> **Tarefa**
Transcreva o trecho sobre o Fies, começando em "Cobrança judicial: Contratos" e terminando em "de forma administrativa.".

A resolução prevê ainda reduzir para a metade o total de vagas oferecidas em 2019 – são previstos 54 mil financiamentos por ano a partir de 2021. O acesso ao Fies está mais difícil desde 2015 e boa parte das vagas fica ociosa por causa da mudança de regras – como a eliminação do financiamento 100% e a exigência de nota mínima no Enem.

Reações

“O aluno de família de baixa renda não consegue alcançar essa nota e fica fora do programa. E é esse jovem que também não consegue entrar em uma universidade pública”, afirma Sólon Caldas, da Associação Brasileira de Mantenedoras do Ensino Superior (Abmes).

Rodrigo Capelato, do Sindicato das Entidades Mantenedoras do Ensino Superior (Semesp), diz que o País estava bem economicamente e houve incentivo para que o jovem recorresse ao programa. “Mas, quando ele se formou, o Brasil estava em crise, sem emprego.”

Criado em 1999, o Fies teve explosão de contratos em 2010, quando os juros caíram de 6,5% para 3,4% ao ano, abaixo da inflação. Além disso, a exigência de fiador foi relaxada e o prazo de quitação, alongado. Muitas faculdades passaram a incentivar alunos já matriculados a não pagar a mensalidade, mas a entrar no Fies, transferindo o risco de inadimplência para o governo.

Fernanda Teixeira, de 28 anos, firmou o contrato do Fies em 2014, no pico do programa, para estudar Letras. Formada em 2017, nunca conseguiu trabalhar na área em que se graduou nem pagou nenhuma parcela, de R$ 21 mil. “Eu não teria conseguido fazer faculdade sem Fies, mas, se soubesse que estaria nesta situação, não faria a dívida. Sou a única da família com ensino superior, mas meu nome está sujo e não consigo trabalhar na área que gostaria. É muito frustrante”, conta ela.

Entenda as mudanças

Cobrança judicial: Contratos com parcelas vencidas há 360 dias poderão ser cobradas judicialmente. Os fiadores também podem ser acionados. Hoje, a dívida só é cobrada de forma administrativa.

Dados de apontamento por expressão referencial

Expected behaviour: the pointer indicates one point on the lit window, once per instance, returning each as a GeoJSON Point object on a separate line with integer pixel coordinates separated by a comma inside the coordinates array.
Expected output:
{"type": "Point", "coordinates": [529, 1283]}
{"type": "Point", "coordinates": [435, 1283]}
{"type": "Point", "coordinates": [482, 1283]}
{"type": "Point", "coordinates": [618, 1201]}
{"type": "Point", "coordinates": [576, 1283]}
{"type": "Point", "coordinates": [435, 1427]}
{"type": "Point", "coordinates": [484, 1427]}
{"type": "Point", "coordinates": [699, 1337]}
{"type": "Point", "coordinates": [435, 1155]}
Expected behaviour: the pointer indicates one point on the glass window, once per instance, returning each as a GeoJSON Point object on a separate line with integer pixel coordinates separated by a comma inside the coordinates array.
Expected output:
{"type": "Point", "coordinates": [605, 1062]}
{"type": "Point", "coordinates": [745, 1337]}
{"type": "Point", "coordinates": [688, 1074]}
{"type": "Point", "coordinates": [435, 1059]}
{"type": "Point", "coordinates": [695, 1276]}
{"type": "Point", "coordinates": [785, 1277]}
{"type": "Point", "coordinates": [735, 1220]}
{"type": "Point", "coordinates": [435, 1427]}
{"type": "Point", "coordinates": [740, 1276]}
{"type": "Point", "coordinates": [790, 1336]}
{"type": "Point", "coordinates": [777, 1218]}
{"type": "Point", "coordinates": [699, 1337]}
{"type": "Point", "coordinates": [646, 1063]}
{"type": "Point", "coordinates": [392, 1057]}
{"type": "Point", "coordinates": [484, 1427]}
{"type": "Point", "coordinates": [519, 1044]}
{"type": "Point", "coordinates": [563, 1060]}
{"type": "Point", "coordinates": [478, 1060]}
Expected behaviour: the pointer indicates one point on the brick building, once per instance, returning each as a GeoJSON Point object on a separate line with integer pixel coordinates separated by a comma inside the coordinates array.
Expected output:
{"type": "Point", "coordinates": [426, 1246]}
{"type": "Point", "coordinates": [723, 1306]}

> **Resposta abaixo**
Cobrança judicial: Contratos com parcelas vencidas há 360 dias poderão ser cobradas judicialmente. Os fiadores também podem ser acionados. Hoje, a dívida só é cobrada de forma administrativa.